### [Work task]
Please return all of the data exactly as written.

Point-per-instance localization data
☆ ☆ ☆ ☆ ☆

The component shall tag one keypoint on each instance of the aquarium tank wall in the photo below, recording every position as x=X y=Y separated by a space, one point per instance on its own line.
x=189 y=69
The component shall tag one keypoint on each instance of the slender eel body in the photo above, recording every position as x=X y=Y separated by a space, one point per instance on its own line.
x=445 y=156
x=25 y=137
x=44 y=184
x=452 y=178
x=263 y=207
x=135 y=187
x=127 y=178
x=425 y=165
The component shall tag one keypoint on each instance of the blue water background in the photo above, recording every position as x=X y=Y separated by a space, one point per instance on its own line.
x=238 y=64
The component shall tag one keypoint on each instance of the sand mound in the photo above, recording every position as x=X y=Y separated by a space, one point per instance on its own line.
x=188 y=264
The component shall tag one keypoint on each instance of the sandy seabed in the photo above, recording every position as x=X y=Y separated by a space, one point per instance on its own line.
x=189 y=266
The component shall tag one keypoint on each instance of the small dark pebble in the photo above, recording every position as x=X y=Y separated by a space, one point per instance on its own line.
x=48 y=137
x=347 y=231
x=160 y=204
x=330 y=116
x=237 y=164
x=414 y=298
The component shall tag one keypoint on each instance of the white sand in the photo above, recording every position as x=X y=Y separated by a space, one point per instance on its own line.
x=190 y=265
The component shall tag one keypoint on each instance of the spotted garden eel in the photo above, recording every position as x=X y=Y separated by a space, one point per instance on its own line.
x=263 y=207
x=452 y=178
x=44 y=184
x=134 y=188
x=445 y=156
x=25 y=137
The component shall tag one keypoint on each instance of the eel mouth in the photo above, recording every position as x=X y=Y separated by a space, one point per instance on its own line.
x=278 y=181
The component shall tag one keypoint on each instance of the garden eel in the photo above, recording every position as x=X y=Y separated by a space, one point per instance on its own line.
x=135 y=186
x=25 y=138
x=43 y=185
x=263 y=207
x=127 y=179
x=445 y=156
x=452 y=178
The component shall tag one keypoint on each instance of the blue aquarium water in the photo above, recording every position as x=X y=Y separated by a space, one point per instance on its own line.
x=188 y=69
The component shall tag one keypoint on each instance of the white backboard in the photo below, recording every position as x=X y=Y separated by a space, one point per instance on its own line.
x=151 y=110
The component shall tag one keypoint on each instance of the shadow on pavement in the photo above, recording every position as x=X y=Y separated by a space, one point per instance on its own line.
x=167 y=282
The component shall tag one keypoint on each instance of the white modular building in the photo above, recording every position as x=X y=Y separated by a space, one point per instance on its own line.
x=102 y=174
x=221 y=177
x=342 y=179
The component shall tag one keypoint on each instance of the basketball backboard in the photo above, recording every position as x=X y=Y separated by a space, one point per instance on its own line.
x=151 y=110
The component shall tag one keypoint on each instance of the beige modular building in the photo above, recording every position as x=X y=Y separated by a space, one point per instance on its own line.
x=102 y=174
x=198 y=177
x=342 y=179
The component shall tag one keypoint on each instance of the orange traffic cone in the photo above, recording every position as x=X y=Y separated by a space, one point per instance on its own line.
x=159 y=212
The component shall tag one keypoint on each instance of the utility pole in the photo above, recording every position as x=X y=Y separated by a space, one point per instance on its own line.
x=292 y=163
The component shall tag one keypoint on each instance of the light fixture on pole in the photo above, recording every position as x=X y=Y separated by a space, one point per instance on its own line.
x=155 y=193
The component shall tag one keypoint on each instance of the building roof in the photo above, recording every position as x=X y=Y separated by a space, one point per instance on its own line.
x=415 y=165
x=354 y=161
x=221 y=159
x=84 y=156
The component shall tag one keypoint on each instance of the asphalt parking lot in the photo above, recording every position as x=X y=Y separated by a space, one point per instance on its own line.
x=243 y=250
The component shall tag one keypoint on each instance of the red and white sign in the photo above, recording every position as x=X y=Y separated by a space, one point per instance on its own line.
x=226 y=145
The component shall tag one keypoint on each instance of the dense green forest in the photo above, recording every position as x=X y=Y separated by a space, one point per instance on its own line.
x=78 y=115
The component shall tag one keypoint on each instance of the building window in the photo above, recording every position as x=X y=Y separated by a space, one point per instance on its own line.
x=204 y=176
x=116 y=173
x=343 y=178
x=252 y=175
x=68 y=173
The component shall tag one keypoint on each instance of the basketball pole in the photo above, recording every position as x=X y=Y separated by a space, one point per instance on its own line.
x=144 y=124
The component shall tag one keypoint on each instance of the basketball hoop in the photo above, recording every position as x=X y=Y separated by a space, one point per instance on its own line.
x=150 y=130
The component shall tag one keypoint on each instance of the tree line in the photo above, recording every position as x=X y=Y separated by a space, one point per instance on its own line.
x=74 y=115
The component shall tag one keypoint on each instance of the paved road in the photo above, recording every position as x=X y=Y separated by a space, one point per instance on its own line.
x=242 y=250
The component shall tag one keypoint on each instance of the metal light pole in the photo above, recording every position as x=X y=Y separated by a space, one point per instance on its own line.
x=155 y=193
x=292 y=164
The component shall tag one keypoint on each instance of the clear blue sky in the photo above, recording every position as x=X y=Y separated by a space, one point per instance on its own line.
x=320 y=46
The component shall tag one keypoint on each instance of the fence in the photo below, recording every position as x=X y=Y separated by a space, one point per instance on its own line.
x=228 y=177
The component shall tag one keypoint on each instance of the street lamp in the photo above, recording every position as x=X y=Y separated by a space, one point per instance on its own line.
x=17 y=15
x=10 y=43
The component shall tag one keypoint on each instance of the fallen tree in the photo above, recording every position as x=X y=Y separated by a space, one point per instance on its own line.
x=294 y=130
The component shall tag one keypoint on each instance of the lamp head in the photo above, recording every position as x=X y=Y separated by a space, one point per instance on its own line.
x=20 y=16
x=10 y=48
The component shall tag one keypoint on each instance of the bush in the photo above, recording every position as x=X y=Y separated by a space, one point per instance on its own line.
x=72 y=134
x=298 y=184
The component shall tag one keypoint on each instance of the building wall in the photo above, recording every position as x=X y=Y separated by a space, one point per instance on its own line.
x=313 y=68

☆ ☆ ☆ ☆ ☆

### [Answer to this exercise]
The component shall tag one keypoint on each instance of the aquarium tank wall in the photo below, recording every position as x=X y=Y separated by a space, one point per instance on its own line.
x=189 y=69
The component shall tag one keypoint on each instance of the slender eel body in the photo above, recording every position as x=X y=Y separated by a space, one point per instance on its own line.
x=445 y=156
x=25 y=137
x=44 y=184
x=452 y=178
x=263 y=207
x=135 y=187
x=127 y=178
x=425 y=165
The component shall tag one keypoint on each instance of the blue water background in the photo above, recording every position as x=X y=Y separated by a space, one point per instance on its own line.
x=238 y=64
The component shall tag one keypoint on each instance of the sand mound in the photo above, recording every position as x=X y=Y separated by a space, one point per instance on its own line.
x=188 y=264
The component shall tag one keypoint on each instance of the sandy seabed in the photo above, recording every position as x=X y=Y separated by a space, one point per instance on its own line.
x=189 y=266
The component shall tag one keypoint on each instance of the small dark pebble in the photo above, recording every position as x=X y=Y separated by a space, one point per instance on its own line.
x=48 y=137
x=347 y=231
x=160 y=204
x=330 y=116
x=237 y=164
x=414 y=298
The component shall tag one keypoint on each instance of the white sand in the photo above, recording every position as x=X y=Y separated by a space, one point per instance on its own line.
x=190 y=265
The component shall tag one keypoint on each instance of the spotted garden eel in the photo above, recording every position as x=X y=Y separated by a space, one point per instance on its own line.
x=263 y=207
x=452 y=178
x=44 y=184
x=134 y=188
x=445 y=156
x=25 y=137
The component shall tag one keypoint on each instance of the eel mouth in the photo above, recording every position as x=X y=Y separated by a space, one point per instance on its own line.
x=278 y=181
The component shall tag one keypoint on each instance of the garden eel in the photo above, recording every position as x=X y=Y separated by a space, one point per instance on its own line.
x=135 y=186
x=25 y=138
x=43 y=185
x=263 y=207
x=127 y=179
x=445 y=156
x=452 y=178
The component shall tag one keypoint on each instance of the blue aquarium water in the photo above, recording every position as x=X y=Y separated by a space, one point per instance on its own line.
x=188 y=69
The component shall tag one keypoint on each instance of the white backboard in the photo below, recording every position as x=X y=Y separated by a space, one point per instance on its own line.
x=151 y=110
The component shall tag one keypoint on each instance of the shadow on pavement in the photo above, recording every position as x=X y=Y separated by a space, one point per instance on its own line.
x=167 y=282
The component shall tag one keypoint on each instance of the white modular building in the photo above, recording every position as x=X y=Y separated by a space, one point per instance on its own line.
x=102 y=174
x=221 y=177
x=342 y=179
The component shall tag one keypoint on each instance of the basketball backboard in the photo above, recording every position as x=X y=Y separated by a space, one point per instance on its own line.
x=151 y=110
The component shall tag one keypoint on each instance of the beige modular building in the photo above, recording every position as x=X y=Y separated by a space, one point per instance on its own line.
x=102 y=174
x=198 y=177
x=342 y=179
The component shall tag one keypoint on each instance of the orange traffic cone in the photo above, recording every position as x=X y=Y separated by a space, one point per instance on its own line.
x=159 y=212
The component shall tag one keypoint on each instance of the utility pole in the photo above, recording every position as x=X y=Y separated by a space, one point per instance on its own line.
x=292 y=163
The component shall tag one keypoint on each instance of the light fixture on pole in the photo above, recording every position as x=X y=Y separated by a space, one point per instance on its own line.
x=155 y=193
The component shall tag one keypoint on each instance of the building roof in the photo above, recording every position as x=X y=Y separated by a space, one point per instance on its own line.
x=415 y=165
x=354 y=161
x=221 y=159
x=84 y=156
The component shall tag one keypoint on each instance of the asphalt parking lot in the photo above, recording every position as x=X y=Y separated by a space, one point per instance on its own line.
x=243 y=250
The component shall tag one keypoint on each instance of the red and white sign in the photo above, recording every position as x=X y=Y separated by a space, one point per instance on its own line.
x=226 y=145
The component shall tag one keypoint on each instance of the dense green forest in the photo above, recording every position as x=X y=Y separated by a space, one point per instance on its own line.
x=78 y=115
The component shall tag one keypoint on each instance of the building window in the photo above, recording every position as x=X y=Y separated by a space, one point per instance on its own line.
x=204 y=176
x=116 y=173
x=343 y=178
x=252 y=175
x=68 y=173
The component shall tag one keypoint on each instance of the basketball pole in the photo above, recording every position as x=X y=Y separated by a space, one point per instance on its own line.
x=144 y=124
The component shall tag one keypoint on each instance of the basketball hoop in the photo above, recording every position as x=X y=Y separated by a space, one point per instance on its own line.
x=150 y=130
The component shall tag one keypoint on each instance of the tree line in the photo above, recording every position as x=X y=Y separated by a space, one point per instance on its own line.
x=74 y=115
The component shall tag one keypoint on each instance of the paved road in the photo above, recording every position as x=X y=Y separated by a space, one point per instance on its own line.
x=242 y=250
The component shall tag one keypoint on each instance of the metal light pole in the photo above, recording every position as x=X y=Y separated by a space, one point per instance on its own line.
x=155 y=193
x=292 y=164
The component shall tag one keypoint on each instance of the clear blue sky in the photo above, recording every position as x=X y=Y separated by a space, one point per instance on its own line.
x=320 y=46
The component shall tag one keypoint on each instance of the fence in the photo below, recording every position as x=X y=Y separated by a space, one point per instance on its own line.
x=228 y=177
The component shall tag one keypoint on each instance of the street lamp in the photo above, recording every position as x=X y=Y separated by a space, one point per instance on its own line.
x=17 y=15
x=10 y=43
The component shall tag one keypoint on each instance of the fallen tree in the photo above, recording every position as x=X y=Y separated by a space, one point per instance on its own line.
x=294 y=130
The component shall tag one keypoint on each instance of the lamp head in the photo above, recording every position as x=X y=Y separated by a space, one point per instance on its own line.
x=20 y=16
x=10 y=48
The component shall tag one keypoint on each instance of the bush in the photo above, recording every position as x=X y=Y separated by a space, one point per instance on its own line.
x=72 y=134
x=298 y=184
The component shall tag one keypoint on each instance of the building wall in the photo above, recording every position as x=X y=Y separated by a space, one point per instance on its own line.
x=313 y=68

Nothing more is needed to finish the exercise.